Set problem –
Report every line of the entries below that contains the string "dense", copying each such line in full.

Task input –
▼▼▼

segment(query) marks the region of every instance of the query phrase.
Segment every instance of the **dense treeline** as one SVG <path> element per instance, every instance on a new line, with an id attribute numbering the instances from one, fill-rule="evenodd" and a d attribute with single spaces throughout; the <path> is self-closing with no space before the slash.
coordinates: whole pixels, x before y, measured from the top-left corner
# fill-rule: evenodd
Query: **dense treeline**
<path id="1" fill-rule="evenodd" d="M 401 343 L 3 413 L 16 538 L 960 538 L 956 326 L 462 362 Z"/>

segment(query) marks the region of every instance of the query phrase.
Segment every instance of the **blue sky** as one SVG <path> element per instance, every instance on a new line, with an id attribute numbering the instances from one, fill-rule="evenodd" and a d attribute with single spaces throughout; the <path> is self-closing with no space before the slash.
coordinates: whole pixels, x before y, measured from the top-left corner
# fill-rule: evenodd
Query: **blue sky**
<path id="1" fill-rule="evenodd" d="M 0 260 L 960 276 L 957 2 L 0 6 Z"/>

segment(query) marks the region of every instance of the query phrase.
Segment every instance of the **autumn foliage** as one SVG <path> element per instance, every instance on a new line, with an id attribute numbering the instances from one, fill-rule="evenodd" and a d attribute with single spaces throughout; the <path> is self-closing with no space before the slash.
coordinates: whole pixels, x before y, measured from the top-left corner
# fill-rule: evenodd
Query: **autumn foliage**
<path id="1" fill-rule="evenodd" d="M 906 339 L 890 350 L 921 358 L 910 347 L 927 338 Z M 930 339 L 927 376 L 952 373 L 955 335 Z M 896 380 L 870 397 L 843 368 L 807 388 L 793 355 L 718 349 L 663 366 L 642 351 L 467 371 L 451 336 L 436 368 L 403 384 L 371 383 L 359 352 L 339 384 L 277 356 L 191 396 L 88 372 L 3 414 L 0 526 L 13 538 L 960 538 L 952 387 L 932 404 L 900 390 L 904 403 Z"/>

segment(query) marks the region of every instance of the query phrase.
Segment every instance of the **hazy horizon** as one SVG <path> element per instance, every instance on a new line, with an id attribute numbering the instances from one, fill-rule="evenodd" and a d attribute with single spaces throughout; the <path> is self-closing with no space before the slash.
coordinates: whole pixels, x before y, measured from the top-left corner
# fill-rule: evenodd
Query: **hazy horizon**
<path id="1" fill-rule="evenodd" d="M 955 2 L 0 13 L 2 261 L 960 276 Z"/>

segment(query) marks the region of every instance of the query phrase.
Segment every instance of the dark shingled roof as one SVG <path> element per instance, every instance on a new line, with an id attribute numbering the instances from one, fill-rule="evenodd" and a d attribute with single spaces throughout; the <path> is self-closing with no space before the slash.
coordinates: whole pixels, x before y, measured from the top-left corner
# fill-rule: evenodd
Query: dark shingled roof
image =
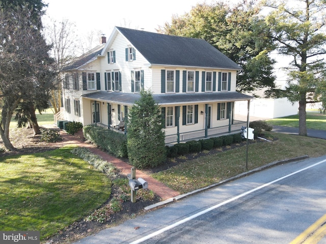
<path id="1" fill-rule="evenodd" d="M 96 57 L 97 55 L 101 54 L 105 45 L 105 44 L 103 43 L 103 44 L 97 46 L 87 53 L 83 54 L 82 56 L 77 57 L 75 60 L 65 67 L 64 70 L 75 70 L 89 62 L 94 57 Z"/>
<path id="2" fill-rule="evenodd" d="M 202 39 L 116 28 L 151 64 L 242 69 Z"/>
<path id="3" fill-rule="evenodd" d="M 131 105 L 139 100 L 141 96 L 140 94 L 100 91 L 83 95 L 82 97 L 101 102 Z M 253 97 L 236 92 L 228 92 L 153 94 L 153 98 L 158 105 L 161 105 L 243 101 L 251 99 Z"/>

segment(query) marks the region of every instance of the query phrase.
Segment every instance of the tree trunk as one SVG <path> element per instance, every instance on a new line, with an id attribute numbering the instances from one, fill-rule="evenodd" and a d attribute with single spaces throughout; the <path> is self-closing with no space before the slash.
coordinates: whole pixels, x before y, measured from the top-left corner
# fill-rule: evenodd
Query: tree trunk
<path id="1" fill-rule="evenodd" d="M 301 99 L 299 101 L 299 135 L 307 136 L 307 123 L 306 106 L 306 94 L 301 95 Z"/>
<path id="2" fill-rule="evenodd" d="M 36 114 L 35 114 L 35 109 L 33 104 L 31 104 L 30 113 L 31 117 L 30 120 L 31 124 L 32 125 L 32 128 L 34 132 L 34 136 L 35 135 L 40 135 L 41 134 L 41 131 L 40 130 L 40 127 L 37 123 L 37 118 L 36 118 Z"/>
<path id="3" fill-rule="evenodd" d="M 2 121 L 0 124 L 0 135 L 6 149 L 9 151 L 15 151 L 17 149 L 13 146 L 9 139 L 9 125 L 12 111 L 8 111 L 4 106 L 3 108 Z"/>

▲▲▲

Exercise response –
Segment every instance of the **dense treeline** as one SVG <path> element per instance, every instance on a new line, with an id attribute numbering the instances from one, fill-rule="evenodd" and a d attribute with single spaces throughout; the <path> is self-closing with no space before the slash.
Query: **dense treeline**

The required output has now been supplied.